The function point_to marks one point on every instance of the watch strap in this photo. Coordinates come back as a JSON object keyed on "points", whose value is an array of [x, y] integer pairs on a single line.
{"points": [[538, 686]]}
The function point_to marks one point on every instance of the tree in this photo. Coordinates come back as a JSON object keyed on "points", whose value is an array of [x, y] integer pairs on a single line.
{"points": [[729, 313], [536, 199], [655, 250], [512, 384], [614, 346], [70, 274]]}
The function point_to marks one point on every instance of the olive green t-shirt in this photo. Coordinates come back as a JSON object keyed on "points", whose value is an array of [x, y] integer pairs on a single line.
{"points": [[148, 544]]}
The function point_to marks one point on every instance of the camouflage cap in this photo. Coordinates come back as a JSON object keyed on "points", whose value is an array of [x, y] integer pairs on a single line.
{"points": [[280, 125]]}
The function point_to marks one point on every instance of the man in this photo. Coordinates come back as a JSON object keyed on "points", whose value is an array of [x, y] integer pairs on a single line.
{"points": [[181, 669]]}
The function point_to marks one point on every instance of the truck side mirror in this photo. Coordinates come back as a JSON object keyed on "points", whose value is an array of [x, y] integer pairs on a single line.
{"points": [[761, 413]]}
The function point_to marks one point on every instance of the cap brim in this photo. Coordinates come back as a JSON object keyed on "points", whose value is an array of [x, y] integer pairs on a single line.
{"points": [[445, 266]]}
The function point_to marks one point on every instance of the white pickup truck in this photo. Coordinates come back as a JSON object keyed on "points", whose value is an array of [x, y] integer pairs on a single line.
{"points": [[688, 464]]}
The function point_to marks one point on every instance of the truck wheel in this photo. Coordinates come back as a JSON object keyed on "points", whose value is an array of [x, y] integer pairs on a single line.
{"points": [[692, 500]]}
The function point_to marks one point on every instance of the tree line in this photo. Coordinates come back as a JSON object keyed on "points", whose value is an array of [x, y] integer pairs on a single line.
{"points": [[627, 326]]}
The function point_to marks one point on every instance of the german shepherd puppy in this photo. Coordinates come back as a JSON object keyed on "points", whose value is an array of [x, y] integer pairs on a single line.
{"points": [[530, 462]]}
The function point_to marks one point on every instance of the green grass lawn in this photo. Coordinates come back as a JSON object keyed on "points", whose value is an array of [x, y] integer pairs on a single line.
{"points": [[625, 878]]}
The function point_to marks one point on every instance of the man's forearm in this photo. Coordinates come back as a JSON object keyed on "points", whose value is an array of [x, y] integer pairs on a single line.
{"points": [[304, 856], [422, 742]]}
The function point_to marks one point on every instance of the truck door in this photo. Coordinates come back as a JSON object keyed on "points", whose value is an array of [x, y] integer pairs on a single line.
● ● ● ● ● ● ●
> [TASK STATEMENT]:
Each line from the one containing "of the german" to the close of the records must appear in the output exactly, and no other line.

> [EXERCISE SOLUTION]:
The function point_to marks one point on every instance of the german shepherd puppy in this photo. Coordinates come back as a JSON object keyed on "points", whose value is an array of [x, y] integer pairs on a single line.
{"points": [[530, 462]]}
The function point_to marks one point on every instance of the green grass lawn in this photo. Coordinates come back as a JSON object keyed on "points", whose value is an array of [x, y] integer pairs on a single line.
{"points": [[625, 878]]}
The function point_to marks one point on every instance of the man's forearm in this photo. Coordinates come back as a JSON object keyed on "points", whose value is an array of [x, y] integer pairs on a single line.
{"points": [[304, 856], [422, 742]]}
The function point_to marks one point on every instance of the truck door in this photo. Coordinates come back as a JSON object keyed on "points", whose value is an array of [x, y] integer pairs on a single line.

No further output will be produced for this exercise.